## EXCERPTED DATA
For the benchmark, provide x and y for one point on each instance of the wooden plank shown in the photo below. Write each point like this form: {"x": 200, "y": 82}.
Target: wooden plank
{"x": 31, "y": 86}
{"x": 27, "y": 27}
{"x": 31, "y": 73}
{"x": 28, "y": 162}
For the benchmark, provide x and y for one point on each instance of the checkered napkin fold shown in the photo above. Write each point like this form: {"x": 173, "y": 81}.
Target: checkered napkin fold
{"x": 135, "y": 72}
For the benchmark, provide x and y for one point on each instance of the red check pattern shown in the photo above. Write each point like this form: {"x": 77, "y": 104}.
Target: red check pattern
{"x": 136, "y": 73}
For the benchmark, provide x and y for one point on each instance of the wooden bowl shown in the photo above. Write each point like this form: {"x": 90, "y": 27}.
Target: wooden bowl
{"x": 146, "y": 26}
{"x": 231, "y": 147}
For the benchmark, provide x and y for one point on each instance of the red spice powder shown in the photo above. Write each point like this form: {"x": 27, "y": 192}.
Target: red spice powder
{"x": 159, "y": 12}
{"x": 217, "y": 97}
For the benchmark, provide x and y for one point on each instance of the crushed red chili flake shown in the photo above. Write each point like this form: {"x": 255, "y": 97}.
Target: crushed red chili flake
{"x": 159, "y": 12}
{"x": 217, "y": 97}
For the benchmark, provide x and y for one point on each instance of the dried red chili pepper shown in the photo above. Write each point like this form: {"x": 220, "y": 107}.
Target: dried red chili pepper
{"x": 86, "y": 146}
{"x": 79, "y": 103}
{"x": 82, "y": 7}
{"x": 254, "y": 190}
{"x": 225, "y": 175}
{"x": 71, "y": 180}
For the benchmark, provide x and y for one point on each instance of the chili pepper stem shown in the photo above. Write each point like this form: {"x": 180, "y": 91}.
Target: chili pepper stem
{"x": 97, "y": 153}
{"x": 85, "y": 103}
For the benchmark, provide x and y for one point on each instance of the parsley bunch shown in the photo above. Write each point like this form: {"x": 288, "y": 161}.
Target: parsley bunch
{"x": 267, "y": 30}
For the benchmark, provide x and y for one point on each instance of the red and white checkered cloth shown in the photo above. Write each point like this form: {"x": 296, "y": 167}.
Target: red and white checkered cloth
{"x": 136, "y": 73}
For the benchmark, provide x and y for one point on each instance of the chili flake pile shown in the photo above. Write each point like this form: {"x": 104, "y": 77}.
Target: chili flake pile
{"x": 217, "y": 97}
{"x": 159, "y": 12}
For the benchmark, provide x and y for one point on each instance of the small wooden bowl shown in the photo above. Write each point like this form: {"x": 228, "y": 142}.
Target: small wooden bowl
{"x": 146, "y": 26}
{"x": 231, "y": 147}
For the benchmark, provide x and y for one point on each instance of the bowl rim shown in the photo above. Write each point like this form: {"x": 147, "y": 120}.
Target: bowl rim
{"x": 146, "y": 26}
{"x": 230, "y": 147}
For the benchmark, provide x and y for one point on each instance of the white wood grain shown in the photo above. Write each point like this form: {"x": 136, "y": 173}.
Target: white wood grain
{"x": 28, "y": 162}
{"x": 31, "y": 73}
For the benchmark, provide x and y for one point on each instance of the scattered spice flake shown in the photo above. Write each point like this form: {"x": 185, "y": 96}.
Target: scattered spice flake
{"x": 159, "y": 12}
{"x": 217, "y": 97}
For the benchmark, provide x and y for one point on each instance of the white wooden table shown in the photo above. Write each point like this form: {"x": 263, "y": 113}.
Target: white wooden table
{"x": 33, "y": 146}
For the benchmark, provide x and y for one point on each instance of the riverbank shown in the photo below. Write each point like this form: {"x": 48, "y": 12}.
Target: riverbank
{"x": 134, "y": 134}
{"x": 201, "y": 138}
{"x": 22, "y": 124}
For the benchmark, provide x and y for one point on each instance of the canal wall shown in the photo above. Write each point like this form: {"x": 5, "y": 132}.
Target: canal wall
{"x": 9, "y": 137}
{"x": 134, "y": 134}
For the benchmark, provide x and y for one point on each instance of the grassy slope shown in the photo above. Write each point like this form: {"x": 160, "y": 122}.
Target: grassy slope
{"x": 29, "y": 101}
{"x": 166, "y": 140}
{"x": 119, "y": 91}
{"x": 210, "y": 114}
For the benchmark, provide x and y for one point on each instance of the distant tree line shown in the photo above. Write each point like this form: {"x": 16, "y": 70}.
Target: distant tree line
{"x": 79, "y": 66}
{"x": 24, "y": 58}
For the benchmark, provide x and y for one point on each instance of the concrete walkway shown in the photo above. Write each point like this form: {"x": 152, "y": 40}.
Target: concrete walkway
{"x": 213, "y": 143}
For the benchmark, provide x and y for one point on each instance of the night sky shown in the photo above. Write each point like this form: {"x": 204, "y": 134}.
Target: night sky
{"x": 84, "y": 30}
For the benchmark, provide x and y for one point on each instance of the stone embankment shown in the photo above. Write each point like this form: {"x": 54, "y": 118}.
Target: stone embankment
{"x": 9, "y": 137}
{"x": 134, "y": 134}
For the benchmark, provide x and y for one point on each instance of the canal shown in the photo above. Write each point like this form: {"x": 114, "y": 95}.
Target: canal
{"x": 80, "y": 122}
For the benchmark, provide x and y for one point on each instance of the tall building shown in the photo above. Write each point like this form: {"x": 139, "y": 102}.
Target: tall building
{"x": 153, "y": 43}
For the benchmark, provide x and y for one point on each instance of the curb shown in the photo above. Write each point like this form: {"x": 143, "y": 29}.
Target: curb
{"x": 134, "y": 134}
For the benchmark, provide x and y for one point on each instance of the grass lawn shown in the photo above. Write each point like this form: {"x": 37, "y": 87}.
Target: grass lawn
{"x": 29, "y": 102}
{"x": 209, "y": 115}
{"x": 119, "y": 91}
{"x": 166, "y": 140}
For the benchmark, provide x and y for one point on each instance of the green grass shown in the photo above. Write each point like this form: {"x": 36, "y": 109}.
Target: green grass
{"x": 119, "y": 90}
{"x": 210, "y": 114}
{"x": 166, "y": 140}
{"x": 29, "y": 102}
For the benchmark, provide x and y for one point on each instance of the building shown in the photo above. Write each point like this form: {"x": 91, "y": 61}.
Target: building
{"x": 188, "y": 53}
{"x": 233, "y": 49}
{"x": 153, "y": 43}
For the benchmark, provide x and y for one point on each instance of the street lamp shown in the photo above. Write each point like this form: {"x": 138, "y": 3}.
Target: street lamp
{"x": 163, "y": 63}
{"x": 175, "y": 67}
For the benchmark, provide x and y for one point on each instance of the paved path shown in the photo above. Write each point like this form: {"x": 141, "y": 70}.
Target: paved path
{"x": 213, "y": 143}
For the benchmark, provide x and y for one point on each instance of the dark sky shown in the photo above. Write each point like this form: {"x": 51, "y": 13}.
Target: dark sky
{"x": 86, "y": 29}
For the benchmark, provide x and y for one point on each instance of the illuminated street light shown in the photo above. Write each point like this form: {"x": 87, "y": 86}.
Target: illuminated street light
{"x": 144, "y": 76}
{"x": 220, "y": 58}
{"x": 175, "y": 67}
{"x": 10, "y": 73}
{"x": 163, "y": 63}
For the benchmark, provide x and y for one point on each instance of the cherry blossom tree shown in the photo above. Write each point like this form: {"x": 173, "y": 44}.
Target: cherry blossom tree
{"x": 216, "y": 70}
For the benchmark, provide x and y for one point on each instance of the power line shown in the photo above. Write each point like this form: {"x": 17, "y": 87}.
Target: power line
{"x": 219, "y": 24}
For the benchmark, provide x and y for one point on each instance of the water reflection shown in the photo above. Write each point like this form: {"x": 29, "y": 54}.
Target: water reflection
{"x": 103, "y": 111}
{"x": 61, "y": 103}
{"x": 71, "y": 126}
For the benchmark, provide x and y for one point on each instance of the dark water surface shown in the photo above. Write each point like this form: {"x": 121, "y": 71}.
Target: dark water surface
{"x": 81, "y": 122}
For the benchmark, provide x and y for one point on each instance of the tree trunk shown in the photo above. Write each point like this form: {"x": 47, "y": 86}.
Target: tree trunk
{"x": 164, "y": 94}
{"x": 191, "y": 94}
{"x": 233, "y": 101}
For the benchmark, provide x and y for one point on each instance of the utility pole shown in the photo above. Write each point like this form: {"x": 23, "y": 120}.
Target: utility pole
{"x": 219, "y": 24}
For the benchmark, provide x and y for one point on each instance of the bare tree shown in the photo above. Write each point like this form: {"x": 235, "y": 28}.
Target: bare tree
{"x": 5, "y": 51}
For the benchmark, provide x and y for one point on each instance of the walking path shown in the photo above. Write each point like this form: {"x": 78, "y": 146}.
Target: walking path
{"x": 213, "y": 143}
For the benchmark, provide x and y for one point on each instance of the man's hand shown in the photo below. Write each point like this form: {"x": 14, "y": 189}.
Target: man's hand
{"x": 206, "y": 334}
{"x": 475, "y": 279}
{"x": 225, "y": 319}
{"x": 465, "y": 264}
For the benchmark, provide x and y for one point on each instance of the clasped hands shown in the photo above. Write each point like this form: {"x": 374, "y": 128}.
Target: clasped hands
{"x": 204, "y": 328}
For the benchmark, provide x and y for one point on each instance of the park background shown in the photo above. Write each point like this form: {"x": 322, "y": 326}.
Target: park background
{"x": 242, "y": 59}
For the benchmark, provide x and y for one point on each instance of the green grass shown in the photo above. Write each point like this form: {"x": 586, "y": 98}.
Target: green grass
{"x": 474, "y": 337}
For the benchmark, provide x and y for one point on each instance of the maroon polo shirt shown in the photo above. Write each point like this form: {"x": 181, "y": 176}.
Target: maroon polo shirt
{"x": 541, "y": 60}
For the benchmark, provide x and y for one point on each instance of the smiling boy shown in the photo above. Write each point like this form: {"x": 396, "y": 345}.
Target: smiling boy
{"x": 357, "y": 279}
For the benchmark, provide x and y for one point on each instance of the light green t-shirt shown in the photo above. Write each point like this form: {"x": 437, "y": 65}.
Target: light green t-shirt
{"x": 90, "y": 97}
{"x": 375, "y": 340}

## GOAL OF THE EXERCISE
All lines from the one containing "of the utility" through the end of the records, both ends included, are to be quoted exactly; please add nothing else.

## FINAL ANSWER
For the benchmark, provide x and y for one point on each instance of the utility pole shown in the photo above. Write each point like this form: {"x": 23, "y": 120}.
Target: utility pole
{"x": 219, "y": 24}
For the benchmark, provide x and y for one point on each instance of the bare tree shown in the photo above. Write each point like this form: {"x": 235, "y": 28}.
Target: bare tree
{"x": 5, "y": 51}
For the benchmark, provide x and y for one point on each instance of the walking path shown in the photo above. Write each point like this form: {"x": 78, "y": 146}.
Target: walking path
{"x": 213, "y": 143}
For the benchmark, provide x and y for one point on each instance of the man's hand shown in the photo below. Write each point like this form: {"x": 14, "y": 189}.
Target: man's hand
{"x": 206, "y": 334}
{"x": 475, "y": 279}
{"x": 225, "y": 319}
{"x": 465, "y": 264}
For the benchmark, provide x and y for one point on each instance of the clasped hands shown in the photo above. Write each point like this form: {"x": 374, "y": 128}.
Target: clasped hands
{"x": 204, "y": 328}
For the benchmark, provide x and y for one point on each instance of the park background shown in the photo above. Write each point like this form: {"x": 322, "y": 326}.
Target: park background
{"x": 242, "y": 59}
For the benchmark, provide x and y for one point on each instance of the green grass shown in the photo above. Write each point like this form: {"x": 586, "y": 98}.
Target: green grass
{"x": 474, "y": 337}
For the benchmark, provide x and y for one point on each instance of the maroon polo shirt shown in the photo above. Write each point like this form: {"x": 181, "y": 176}.
Target: maroon polo shirt
{"x": 541, "y": 60}
For the benchmark, provide x and y for one point on each instance of the smiling boy shown in the photo above. Write each point like this form: {"x": 396, "y": 345}.
Target: smiling boy
{"x": 357, "y": 279}
For the benchmark, provide x and y for one point on each instance of the light green t-shirt shown in the photo above. Write each point like this form: {"x": 437, "y": 65}.
Target: light green t-shirt
{"x": 90, "y": 97}
{"x": 375, "y": 340}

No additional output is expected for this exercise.